Written task 1> Work out how many lines of the rows below contain the string "cloud", with case counting, and give only that number.

Another fine example of why it is important not to confuse the words "then" and "than"! :no:


----------



## [email protected] (May 31, 2015)

Fix'n it said:


> a 9y/o ! your a real sicko ! but then if you look at it in "washing machine years", that would be 63. so your ok there :yes: . but still may be a pervert anyway :laughing:


RE: Dating a washer. 
I actually lol after reading the title of the post "dating a washing machine" The first thought that came to mind was that this poor guy has worked on the washer for way too long...it's now his Mon-Fri "date"! 

I do have a question: I have a GE front loading washer bought in 2011. Yesterday I actually overloaded it - too many towels with a pair of jeans, (yes, I did it!) Bottom line, the load washed, rinsed but when it came to spinning it basically stopped. Not stopping all together but slowing down to nil - rotating slowly one way, then the next until it would stop. I read up on how to get codes and found this: code T46. (I cleared and checked several time to make certain that there were no other codes but from there on 003 was the only code that showed. I assumed that I had screwed with the machine so much that the ability to check codes had stopped functioning properly. None the less, that was the first and only code -T46. I read about it and want any input as to whether it makes sense to have my husband "date" the washer or is it at the age that it would be wiser to invest in a new machine? One final note. When I cleaned out the bottom "catch-all", there was nothing much but water that was rather BLACK - no chunks of anything, merely black water. I read that it could be an indicator but haven't yet opened the thing up for further inspection. Thank you to those that care to respond for guidance.


----------



## cleveman (Dec 17, 2011)

Do any of you guys know how to turn a dishwasher into a snowblower?


----------

Written task 2> In the forum thread, what year was the GE front loading washer bought?

Available records>
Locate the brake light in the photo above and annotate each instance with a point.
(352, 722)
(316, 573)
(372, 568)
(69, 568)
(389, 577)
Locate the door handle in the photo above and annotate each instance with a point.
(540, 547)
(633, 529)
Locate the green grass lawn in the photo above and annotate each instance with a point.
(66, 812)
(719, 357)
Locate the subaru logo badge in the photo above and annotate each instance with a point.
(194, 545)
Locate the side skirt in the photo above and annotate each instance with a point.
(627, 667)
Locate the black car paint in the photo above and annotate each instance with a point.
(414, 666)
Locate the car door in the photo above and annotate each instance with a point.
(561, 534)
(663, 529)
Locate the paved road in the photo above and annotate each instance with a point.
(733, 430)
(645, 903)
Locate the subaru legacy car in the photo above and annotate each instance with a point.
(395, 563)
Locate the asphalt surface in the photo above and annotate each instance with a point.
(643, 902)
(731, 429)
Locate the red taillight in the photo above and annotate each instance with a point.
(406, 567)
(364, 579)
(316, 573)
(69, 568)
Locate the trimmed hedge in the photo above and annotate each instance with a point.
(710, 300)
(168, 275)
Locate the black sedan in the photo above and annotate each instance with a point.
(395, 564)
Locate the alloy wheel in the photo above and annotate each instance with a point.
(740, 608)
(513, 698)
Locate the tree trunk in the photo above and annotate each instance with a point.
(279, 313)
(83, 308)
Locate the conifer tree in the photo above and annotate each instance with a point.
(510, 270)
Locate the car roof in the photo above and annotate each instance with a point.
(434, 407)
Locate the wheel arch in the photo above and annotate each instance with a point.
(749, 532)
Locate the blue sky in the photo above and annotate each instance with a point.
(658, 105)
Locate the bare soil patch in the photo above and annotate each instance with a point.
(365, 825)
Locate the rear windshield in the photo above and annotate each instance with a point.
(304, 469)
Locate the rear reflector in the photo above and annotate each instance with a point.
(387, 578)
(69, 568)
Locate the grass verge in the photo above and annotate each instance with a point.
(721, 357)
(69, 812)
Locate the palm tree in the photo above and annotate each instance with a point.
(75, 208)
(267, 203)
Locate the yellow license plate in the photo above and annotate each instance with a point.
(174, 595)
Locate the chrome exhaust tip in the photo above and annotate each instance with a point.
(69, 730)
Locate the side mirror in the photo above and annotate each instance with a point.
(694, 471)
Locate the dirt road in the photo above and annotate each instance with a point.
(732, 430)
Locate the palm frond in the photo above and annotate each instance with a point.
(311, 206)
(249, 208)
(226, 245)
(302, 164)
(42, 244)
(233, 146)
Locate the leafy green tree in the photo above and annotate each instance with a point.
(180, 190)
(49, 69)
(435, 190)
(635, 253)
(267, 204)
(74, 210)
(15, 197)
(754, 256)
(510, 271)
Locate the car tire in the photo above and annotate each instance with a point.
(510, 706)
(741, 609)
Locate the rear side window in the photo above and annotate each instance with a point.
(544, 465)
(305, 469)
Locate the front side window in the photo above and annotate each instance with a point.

--

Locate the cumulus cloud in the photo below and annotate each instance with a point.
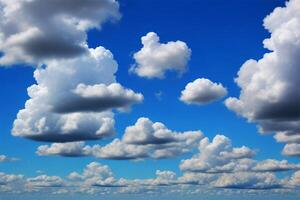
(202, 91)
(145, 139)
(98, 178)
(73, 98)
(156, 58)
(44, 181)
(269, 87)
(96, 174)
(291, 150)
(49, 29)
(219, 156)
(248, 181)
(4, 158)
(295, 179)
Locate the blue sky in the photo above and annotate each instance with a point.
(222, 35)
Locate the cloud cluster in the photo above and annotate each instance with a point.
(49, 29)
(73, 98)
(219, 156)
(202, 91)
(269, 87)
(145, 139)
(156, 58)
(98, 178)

Correct result 1> 2

Correct result 2> 2011